TASK REQUIREMENTS — Write out the records below once more, exactly and completely.

DATA PROVIDED —
--
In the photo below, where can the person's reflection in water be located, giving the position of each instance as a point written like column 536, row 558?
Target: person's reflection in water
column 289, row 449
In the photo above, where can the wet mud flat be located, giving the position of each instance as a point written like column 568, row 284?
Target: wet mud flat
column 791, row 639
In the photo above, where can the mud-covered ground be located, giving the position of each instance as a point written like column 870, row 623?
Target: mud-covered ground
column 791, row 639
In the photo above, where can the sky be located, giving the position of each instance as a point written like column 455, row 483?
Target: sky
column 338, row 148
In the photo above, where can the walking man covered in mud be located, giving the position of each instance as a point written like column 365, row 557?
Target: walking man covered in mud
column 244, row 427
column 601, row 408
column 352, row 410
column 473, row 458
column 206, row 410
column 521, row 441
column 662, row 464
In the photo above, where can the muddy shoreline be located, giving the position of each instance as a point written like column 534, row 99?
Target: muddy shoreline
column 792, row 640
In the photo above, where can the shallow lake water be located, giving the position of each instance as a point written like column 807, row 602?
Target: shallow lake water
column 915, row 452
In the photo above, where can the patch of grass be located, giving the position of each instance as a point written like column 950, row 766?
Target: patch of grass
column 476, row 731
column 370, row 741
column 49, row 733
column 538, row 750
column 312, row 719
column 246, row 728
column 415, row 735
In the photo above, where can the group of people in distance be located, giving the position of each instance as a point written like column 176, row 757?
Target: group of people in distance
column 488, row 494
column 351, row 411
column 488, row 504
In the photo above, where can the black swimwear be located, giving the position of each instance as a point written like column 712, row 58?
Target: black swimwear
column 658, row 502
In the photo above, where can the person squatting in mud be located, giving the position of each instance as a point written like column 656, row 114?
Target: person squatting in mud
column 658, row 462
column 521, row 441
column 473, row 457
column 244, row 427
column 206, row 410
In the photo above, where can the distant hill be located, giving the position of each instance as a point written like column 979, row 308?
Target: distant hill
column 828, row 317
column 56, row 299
--
RESULT —
In the photo below, where can the person's reflection in water be located, giving the position of each instance as a point written like column 536, row 558?
Target: person's reflection in water
column 289, row 449
In the photo above, where can the wet mud flat be located, giving the position of each instance as a point written like column 568, row 284?
Target: wet mud flat
column 791, row 639
In the photo above, where can the mud-covered ground be located, giving the position of each instance as a point written like column 870, row 623?
Target: mud-covered ground
column 791, row 639
In the photo above, where can the sky be located, giving the position of each instance as a point written like column 455, row 483?
Target: sky
column 338, row 148
In the photo above, where can the walking man covered in mud be located, giving the position of each instance as a point written like column 365, row 557?
Target: walking man covered in mud
column 244, row 427
column 601, row 408
column 352, row 410
column 473, row 458
column 206, row 410
column 521, row 441
column 662, row 464
In the photo above, where can the muddy shoreline be located, giving the position of each instance as a point written like column 534, row 99?
Target: muddy shoreline
column 792, row 640
In the photo above, where can the shallow lake water be located, giving the position of each instance as a point written like column 807, row 602?
Target: shallow lake water
column 915, row 452
In the photo above, where can the patch of grass be located, giving the position of each instance as a point written like column 950, row 766?
Target: patch of grass
column 476, row 731
column 370, row 741
column 49, row 733
column 538, row 750
column 312, row 719
column 246, row 728
column 415, row 735
In the photo above, where can the group of people in distance be located, giving the position of each instance as a point written like column 176, row 757?
Target: group of people in distance
column 488, row 494
column 351, row 411
column 488, row 504
In the photo above, where can the black swimwear be located, giving the position of each instance as a point written like column 712, row 58?
Target: black swimwear
column 658, row 502
In the photo above, where can the person squatting in mud be located, giving the position of each instance as a point written like column 656, row 114?
Target: person squatting in mud
column 658, row 462
column 521, row 441
column 473, row 457
column 244, row 427
column 206, row 410
In the photo above, where can the distant hill be located, giving the position of each instance as a point written like column 979, row 308?
Target: distant hill
column 828, row 317
column 56, row 299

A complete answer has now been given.